# [STORED DATA]
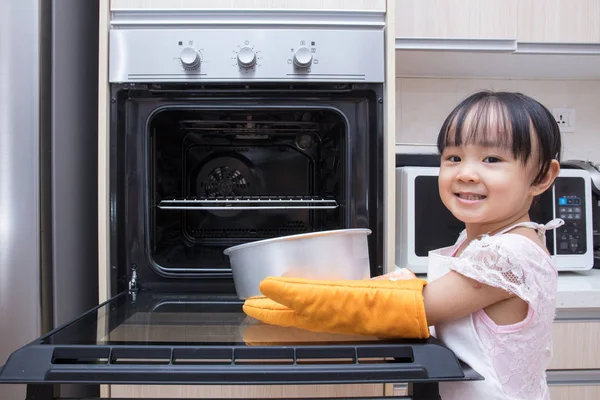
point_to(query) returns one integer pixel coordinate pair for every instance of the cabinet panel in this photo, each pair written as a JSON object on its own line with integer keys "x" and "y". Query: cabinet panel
{"x": 576, "y": 345}
{"x": 456, "y": 19}
{"x": 559, "y": 21}
{"x": 246, "y": 391}
{"x": 575, "y": 392}
{"x": 378, "y": 5}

# [GOAL OF THE EXERCISE]
Please write out each row above word for word, leaving out the pictures.

# [RESULT]
point_to(query) returns one integer pixel coordinate pair for every instance of the cabinet panel in this photo, each pair written as a JSON object on its own line with integer keys "x" and "y". Query: cabinet panel
{"x": 576, "y": 345}
{"x": 456, "y": 19}
{"x": 559, "y": 21}
{"x": 246, "y": 391}
{"x": 575, "y": 392}
{"x": 378, "y": 5}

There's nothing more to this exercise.